:: Brief ::
Print the complete set of entries exactly.
'''
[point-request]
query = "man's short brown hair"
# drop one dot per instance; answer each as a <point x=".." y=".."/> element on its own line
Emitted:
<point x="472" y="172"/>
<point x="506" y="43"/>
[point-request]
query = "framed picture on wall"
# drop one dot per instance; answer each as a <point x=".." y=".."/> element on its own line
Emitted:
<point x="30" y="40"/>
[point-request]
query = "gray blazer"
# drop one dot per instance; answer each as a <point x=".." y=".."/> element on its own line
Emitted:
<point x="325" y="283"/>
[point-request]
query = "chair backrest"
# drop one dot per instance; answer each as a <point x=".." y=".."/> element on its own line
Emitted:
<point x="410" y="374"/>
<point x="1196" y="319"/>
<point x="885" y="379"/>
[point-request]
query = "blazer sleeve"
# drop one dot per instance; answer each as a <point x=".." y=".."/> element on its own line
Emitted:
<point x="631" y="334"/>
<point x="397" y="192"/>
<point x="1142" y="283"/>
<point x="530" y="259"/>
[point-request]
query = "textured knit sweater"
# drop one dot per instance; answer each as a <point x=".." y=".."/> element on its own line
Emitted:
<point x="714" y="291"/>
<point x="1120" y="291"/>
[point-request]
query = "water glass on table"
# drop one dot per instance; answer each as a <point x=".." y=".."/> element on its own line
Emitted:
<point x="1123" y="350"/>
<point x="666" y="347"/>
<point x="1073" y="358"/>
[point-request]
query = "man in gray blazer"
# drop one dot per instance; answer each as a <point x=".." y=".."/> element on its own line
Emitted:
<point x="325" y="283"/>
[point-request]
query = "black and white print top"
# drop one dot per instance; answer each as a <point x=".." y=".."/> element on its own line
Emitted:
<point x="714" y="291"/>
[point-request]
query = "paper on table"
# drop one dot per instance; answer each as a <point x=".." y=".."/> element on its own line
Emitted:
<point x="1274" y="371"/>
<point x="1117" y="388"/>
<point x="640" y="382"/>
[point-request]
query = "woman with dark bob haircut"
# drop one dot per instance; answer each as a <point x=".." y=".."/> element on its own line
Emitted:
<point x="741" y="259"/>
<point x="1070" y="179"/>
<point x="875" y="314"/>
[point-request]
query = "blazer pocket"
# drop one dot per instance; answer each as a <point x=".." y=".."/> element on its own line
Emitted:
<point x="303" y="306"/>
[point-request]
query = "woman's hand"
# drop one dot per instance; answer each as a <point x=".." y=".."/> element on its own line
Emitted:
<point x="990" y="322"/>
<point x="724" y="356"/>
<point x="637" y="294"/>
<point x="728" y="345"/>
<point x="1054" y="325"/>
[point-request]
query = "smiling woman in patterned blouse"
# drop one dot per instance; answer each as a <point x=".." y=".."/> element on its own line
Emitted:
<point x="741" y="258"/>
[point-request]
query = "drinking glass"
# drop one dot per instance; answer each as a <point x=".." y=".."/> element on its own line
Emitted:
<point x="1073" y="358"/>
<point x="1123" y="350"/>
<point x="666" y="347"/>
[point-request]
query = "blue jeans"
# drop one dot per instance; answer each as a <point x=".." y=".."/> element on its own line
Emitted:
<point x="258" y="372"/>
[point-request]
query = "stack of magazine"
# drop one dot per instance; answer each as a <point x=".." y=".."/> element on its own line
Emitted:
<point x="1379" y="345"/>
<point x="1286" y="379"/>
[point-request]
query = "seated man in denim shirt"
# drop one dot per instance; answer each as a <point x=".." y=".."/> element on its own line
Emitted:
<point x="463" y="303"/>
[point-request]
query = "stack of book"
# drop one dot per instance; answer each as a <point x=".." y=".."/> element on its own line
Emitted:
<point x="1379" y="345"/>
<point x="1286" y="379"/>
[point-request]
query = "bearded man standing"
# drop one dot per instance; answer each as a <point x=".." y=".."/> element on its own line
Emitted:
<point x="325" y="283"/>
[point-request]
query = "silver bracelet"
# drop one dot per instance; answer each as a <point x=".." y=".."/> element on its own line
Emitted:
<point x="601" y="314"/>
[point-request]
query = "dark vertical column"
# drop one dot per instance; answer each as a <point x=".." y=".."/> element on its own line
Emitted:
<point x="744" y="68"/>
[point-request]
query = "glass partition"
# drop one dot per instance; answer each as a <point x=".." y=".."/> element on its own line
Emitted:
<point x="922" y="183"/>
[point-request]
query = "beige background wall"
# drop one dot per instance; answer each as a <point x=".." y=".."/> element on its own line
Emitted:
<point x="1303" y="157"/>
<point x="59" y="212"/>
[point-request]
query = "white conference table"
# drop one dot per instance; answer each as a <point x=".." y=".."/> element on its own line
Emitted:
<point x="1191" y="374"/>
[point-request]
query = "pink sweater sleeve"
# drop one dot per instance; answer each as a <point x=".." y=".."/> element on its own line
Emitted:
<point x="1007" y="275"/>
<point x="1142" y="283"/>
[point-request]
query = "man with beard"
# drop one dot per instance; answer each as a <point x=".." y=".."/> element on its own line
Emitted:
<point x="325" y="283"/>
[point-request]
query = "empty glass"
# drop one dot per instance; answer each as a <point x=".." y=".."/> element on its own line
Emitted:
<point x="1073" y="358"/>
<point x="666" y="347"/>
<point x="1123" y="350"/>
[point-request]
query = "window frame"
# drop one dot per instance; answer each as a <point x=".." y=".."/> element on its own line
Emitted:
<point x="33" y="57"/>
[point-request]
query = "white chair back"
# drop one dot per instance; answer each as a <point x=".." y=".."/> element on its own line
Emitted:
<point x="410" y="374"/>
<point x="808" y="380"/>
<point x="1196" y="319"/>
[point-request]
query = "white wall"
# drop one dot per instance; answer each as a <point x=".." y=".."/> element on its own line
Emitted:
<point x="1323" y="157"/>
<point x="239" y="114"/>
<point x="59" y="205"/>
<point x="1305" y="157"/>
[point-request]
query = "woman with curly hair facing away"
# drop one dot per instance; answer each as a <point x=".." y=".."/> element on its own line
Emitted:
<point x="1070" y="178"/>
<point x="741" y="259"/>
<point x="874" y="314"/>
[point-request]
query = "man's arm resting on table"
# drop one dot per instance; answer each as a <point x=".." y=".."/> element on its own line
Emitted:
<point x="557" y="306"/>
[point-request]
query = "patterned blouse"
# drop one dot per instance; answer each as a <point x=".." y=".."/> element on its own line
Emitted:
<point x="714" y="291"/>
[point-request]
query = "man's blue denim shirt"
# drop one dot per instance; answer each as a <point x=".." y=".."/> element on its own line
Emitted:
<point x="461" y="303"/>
'''
:: Answer to this problem ::
[point-request]
query = "man's short brown hair"
# drop one dot per instance; answer each as a <point x=".." y=".."/> element on its own line
Emitted:
<point x="472" y="172"/>
<point x="506" y="43"/>
[point-request]
query = "framed picture on wall"
# drop one dot per instance; answer each as a <point x=".." y=".."/> element on its own line
Emitted:
<point x="30" y="40"/>
[point-request]
query = "gray blazer"
# drop one dot per instance; answer each as a <point x=".." y=".."/> element on its own line
Emitted:
<point x="325" y="283"/>
[point-request]
query = "chair backrest"
# drop one dot per instance; answer each as a <point x=".." y=".."/> element on its own line
Emitted:
<point x="410" y="374"/>
<point x="1196" y="319"/>
<point x="885" y="379"/>
[point-request]
query = "blazer sleeve"
# drop one dot per instance; answer each as a <point x=".." y=".."/> element on its own line
Emitted:
<point x="631" y="334"/>
<point x="397" y="192"/>
<point x="1142" y="283"/>
<point x="530" y="259"/>
[point-request]
query = "textured knit sweater"
# drop one dot per instance; answer each as a <point x=".." y=".."/> element on its own line
Emitted:
<point x="714" y="291"/>
<point x="1120" y="291"/>
[point-request]
query = "water glass on table"
# drop one dot per instance; answer each as a <point x=".." y=".."/> element on its own line
Emitted:
<point x="1123" y="350"/>
<point x="666" y="347"/>
<point x="1073" y="358"/>
[point-request]
query = "man in gray blazer"
# drop one dot per instance; answer each as a <point x=".." y=".."/> element on its own line
Emitted:
<point x="325" y="283"/>
[point-request]
query = "black and white print top"
# drop one dot per instance; answer each as a <point x=".." y=".."/> element on its own line
Emitted:
<point x="714" y="291"/>
[point-request]
query = "paper on table"
# drop one dot per instance; answer each as a <point x=".." y=".."/> element on its own line
Emitted:
<point x="1274" y="371"/>
<point x="1117" y="388"/>
<point x="640" y="382"/>
[point-request]
query = "woman with dark bob haircut"
# drop one dot per instance; answer each as a <point x=".." y=".."/> element on its own line
Emitted:
<point x="741" y="259"/>
<point x="1070" y="179"/>
<point x="875" y="314"/>
[point-request]
query = "blazer pocket"
# drop one dot per instance; answer each as a <point x=".." y=".."/> element on its own line
Emitted:
<point x="303" y="306"/>
[point-request]
query = "woman's hand"
# drop one dot per instance; answer each as a <point x=".." y=".."/> element on its own line
Emitted:
<point x="990" y="322"/>
<point x="724" y="356"/>
<point x="637" y="294"/>
<point x="728" y="345"/>
<point x="1054" y="325"/>
[point-request]
query = "smiling woman in patterned blouse"
# drop one dot per instance; answer each as a <point x=".." y=".."/> element on its own line
Emitted:
<point x="741" y="258"/>
[point-request]
query = "drinking glass"
# drop one dot per instance; answer each as a <point x=".." y=".."/> element on its own line
Emitted:
<point x="1073" y="358"/>
<point x="1123" y="350"/>
<point x="666" y="347"/>
[point-request]
query = "blue jeans"
# drop one dot per instance; answer each as a <point x=".." y=".."/> element on its own line
Emitted:
<point x="258" y="372"/>
[point-request]
query = "stack of magazine"
# drop one dot per instance; answer each as a <point x=".." y=".."/> element on its own line
Emitted:
<point x="1379" y="345"/>
<point x="1286" y="379"/>
[point-request]
query = "seated man in denim shirt"
# drop one dot per instance; answer each as a <point x=".." y=".."/> element on its own line
Emitted:
<point x="463" y="303"/>
[point-request]
query = "stack of book"
# drop one dot per instance; answer each as a <point x=".." y=".."/> element on its own line
Emitted:
<point x="1379" y="345"/>
<point x="1286" y="379"/>
[point-request]
query = "bearded man standing"
# drop one dot per instance; answer each as a <point x=".." y=".."/> element on its own line
Emitted:
<point x="325" y="283"/>
[point-request]
query = "silver bracelet"
# drop one dot per instance; answer each as a <point x=".." y=".."/> element on its own line
Emitted:
<point x="601" y="314"/>
[point-request]
query = "dark vertical column"
# drop one dot per instance; answer each as a <point x=".." y=".."/> element on its own line
Emitted:
<point x="744" y="68"/>
[point-request]
query = "glass partition"
# drop one dot per instance; answer each as a <point x=".." y=".."/> element on its own line
Emitted:
<point x="922" y="183"/>
[point-request]
query = "beige background wall"
# drop one dot per instance; answer each as a <point x=".." y=".."/> element on its own line
Emitted:
<point x="1303" y="157"/>
<point x="59" y="212"/>
[point-request]
query = "white conference table"
# drop one dot per instance; answer each as a <point x=".." y=".."/> element on its own line
Emitted:
<point x="1191" y="374"/>
[point-request]
query = "pink sweater sleeve"
# drop one dot per instance; answer each as a <point x=".." y=".."/> element on its own line
Emitted:
<point x="1007" y="275"/>
<point x="1142" y="283"/>
[point-request]
query = "man with beard"
# drop one dot per instance; answer each as a <point x=".." y=".."/> element on its own line
Emitted:
<point x="325" y="283"/>
[point-request]
query = "empty glass"
# drop one dot per instance; answer each as a <point x=".." y=".."/> element on its own line
Emitted:
<point x="1073" y="358"/>
<point x="666" y="347"/>
<point x="1123" y="350"/>
[point-request]
query = "window frame"
# drop one dot per instance; answer each as a <point x=".." y=".."/> element on its own line
Emitted:
<point x="33" y="57"/>
[point-request]
query = "white chair back"
# drop one dot per instance; answer each as a <point x=".." y=".."/> element on its own line
Emitted:
<point x="410" y="374"/>
<point x="808" y="380"/>
<point x="1196" y="319"/>
[point-request]
query = "white wall"
# drop one dot per instance; answer each as a <point x=".." y=".."/> element on its own line
Emitted:
<point x="1323" y="157"/>
<point x="239" y="114"/>
<point x="59" y="205"/>
<point x="1305" y="157"/>
[point-request]
query = "woman with curly hair facing away"
# drop one dot per instance; answer each as a <point x=".." y=".."/> element on its own line
Emitted:
<point x="1070" y="178"/>
<point x="741" y="259"/>
<point x="874" y="314"/>
[point-request]
query = "man's arm resting on table"
# drop one dot per instance; answer each as a <point x=".." y=".."/> element on its own line
Emitted:
<point x="557" y="306"/>
[point-request]
query = "patterned blouse"
# drop one dot per instance; answer each as a <point x=".." y=".."/> element on its own line
Emitted:
<point x="714" y="291"/>
[point-request]
query = "man's blue denim shirt"
# drop one dot per instance; answer each as a <point x=".." y=".."/> element on its own line
Emitted:
<point x="461" y="303"/>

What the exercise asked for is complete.